■ **Goals**
**A.** In the review of Spielberg's "Lincoln," which two speeches does the film open and close with?
**B.** Write the next few sentences of the review of Spielberg's "Lincoln," picking up after its final sentence.

As a movie, Steven Spielberg’s “Lincoln” succeeds only imperfectly, but as an introduction to the practice of democratic government, it is a triumph.

“Lincoln” opens with the Gettysburg Address and closes with his second inaugural address, two speeches every American should cherish.

The recitation of those speeches and Daniel Day-Lewis’s marvelous performance, which perfectly embodies the Abraham Lincoln formerly known only to historians, guarantee that the film will be required viewing in American middle schools for years to come.

For viewers past their school years, the movie’s lessons run deeper. Its central drama reminds us that the fundamental task of democratic politics is persuasion: To enact legislation, majorities must be persuaded to vote for its passage, and the losers must be persuaded to accept the result.

■ **Point annotation dataset records**

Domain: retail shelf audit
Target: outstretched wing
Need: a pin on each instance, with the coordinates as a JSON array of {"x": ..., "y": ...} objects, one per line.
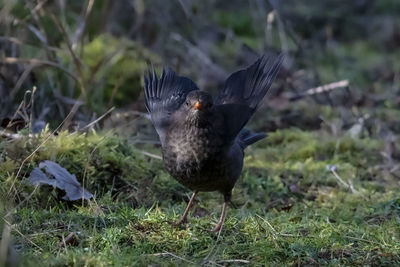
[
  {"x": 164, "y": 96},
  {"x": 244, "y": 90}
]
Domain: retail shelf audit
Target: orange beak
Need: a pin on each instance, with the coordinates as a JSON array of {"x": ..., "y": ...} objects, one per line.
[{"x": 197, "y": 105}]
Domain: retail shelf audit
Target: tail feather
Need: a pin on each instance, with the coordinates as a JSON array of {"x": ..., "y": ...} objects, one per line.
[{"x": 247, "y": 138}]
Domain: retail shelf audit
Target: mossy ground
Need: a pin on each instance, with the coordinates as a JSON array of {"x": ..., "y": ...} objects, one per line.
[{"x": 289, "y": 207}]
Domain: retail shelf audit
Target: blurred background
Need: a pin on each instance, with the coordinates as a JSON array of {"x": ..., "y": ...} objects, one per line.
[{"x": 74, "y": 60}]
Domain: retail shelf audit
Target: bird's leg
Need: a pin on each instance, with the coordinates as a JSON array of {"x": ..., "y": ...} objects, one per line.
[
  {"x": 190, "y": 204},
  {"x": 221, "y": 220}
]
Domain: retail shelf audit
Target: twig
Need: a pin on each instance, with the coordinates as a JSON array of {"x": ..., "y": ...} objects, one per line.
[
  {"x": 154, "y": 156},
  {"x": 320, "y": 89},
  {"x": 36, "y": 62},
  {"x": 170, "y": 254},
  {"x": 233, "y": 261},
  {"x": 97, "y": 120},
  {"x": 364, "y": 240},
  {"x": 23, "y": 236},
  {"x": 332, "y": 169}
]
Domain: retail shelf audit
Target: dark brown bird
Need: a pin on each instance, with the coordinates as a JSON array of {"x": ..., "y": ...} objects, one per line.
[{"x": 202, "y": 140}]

■ **Outputs by task**
**A.** It opens with the Gettysburg Address and closes with Lincoln's second inaugural address.

**B.**
The Civil War stands as a stark reminder that the second task is more important than the first. In his first inaugural address, not shown in the film, Lincoln sought unsuccessfully to persuade the people of South to accept his presidency. He failed. And the war came.

In the film, Lincoln confronts two problems of persuasion. It is January 1865, and, having just won re-election, he is trying to persuade members of the House to vote for the 13th Amendment to abolish slavery. Looking forward to the end of the war, he is beginning the task of persuading the rebels to rejoin the Union and to accept the end of slavery.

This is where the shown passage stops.